■ Your goal
Decide whether each statement agrees with the OpenStack and VMware text below. Answer yes or no for each and quote the deciding words of the text. (a) The ESXDriver can make use of vMotion, high availability, and DRS. (b) With vSphere, the whole vCenter ESX cluster appears to Nova as a single hypervisor. (c) Most enterprises move from VMware to OpenStack in one complete switch.
## START Supplied text
OpenStack is an open source cloud infrastructure that is considered by many as a cost-effective alternative to VMware.
In reality, the transition from VMware to OpenStack isn’t that trivial, which leads most enterprises to take a hybrid cloud approach. This means they run their OpenStack infrastructure alongside their existing VMware infrastructure with an aim to gradually transition workloads into their new OpenStack environment.
Recently, VMware announced their own VMware Integrated OpenStack, which is a VMware-supported OpenStack distribution providing tighter integration between existing VMware environments and OpenStack.
In this post I will discuss three of the options for putting OpenStack and VMware together and weigh what I believe are the pros and cons of each approach.
1. Using OpenStack with VMware Hypervisor plug-in
OpenStack Nova comes with a pluggable architecture for integrating various hypervisors. It supports both KVM, VMware as well as Hyper-V.
The first option for integrating VMware into OpenStack is through the ESXDriver for Nova.
In this option the Nova scheduler can spawn VMware ESX VM’s through an ESX enabled node (as opposed to KVM which runs directly from the Nova compute node).
Pros:
In this approach, we can potentially re-use our VMware images assets and easily import them into our OpenStack environment.
Cons:
1. Limited use of VMware features: ESXDriver cannot use many of the vSphere platform advanced capabilities, namely vMotion, high availability, and Dynamic Resource Scheduler (DRS).
2. Limited Portability: There are some features of VMware, such as vMotion, that many enterprises rely on today and would need to be turned off as we move to OpenStack. As some of the images were built with the assumption that this unique VMware features exists, it wouldn’t be possible to transition them into an OpenStack environment and expect them to work.
In summary, while this option makes sense, the cost and technical limitations make it less popular. In fact, a recent OpenStack survey report indicates a fairly small percentage of users who actually use this feature.
Using VMware vSphere with OpenStack
In this approach we utilize the compute resources using vSphere. This will allow us to take advantage of all the VMware features that come with vSphere and overcome the limitations mentioned above.
In this case, the entire vCenter ESX cluster appears as a one big hypervisor. The actual allocation of the ESX hosts is done through VMware vCenter and is not exposed to the Nova Controller, as outlined in the diagram below:
Similarly, we will plug-in the VMware Storage and Network services to allow for even more complete integration across the compute, network and storage stack as outlined in the diagram below:
You can learn more about how this integration works in the OpenStack reference guide.
Pros:
The main advantage of this approach is that it enables users of VMware to benefit from both worlds; on one hand, they can use OpenStack as an open API and on the other hand they can utilize their existing VMware infrastructure.
## END Supplied text
## START Data provided
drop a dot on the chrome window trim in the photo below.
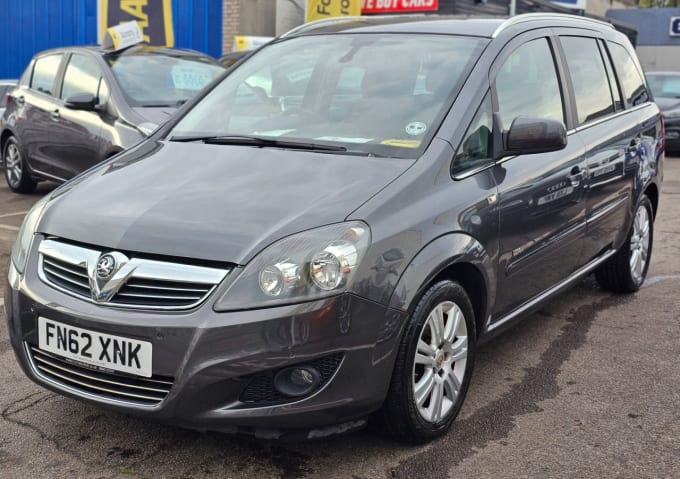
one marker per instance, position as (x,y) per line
(611,116)
(144,269)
## END Data provided
■ Answer for this exercise
(a) No: "ESXDriver cannot use many of the vSphere platform advanced capabilities, namely vMotion, high availability, and Dynamic Resource Scheduler (DRS)."
(b) Yes: "the entire vCenter ESX cluster appears as a one big hypervisor."
(c) No: "the transition from VMware to OpenStack isn’t that trivial, which leads most enterprises to take a hybrid cloud approach."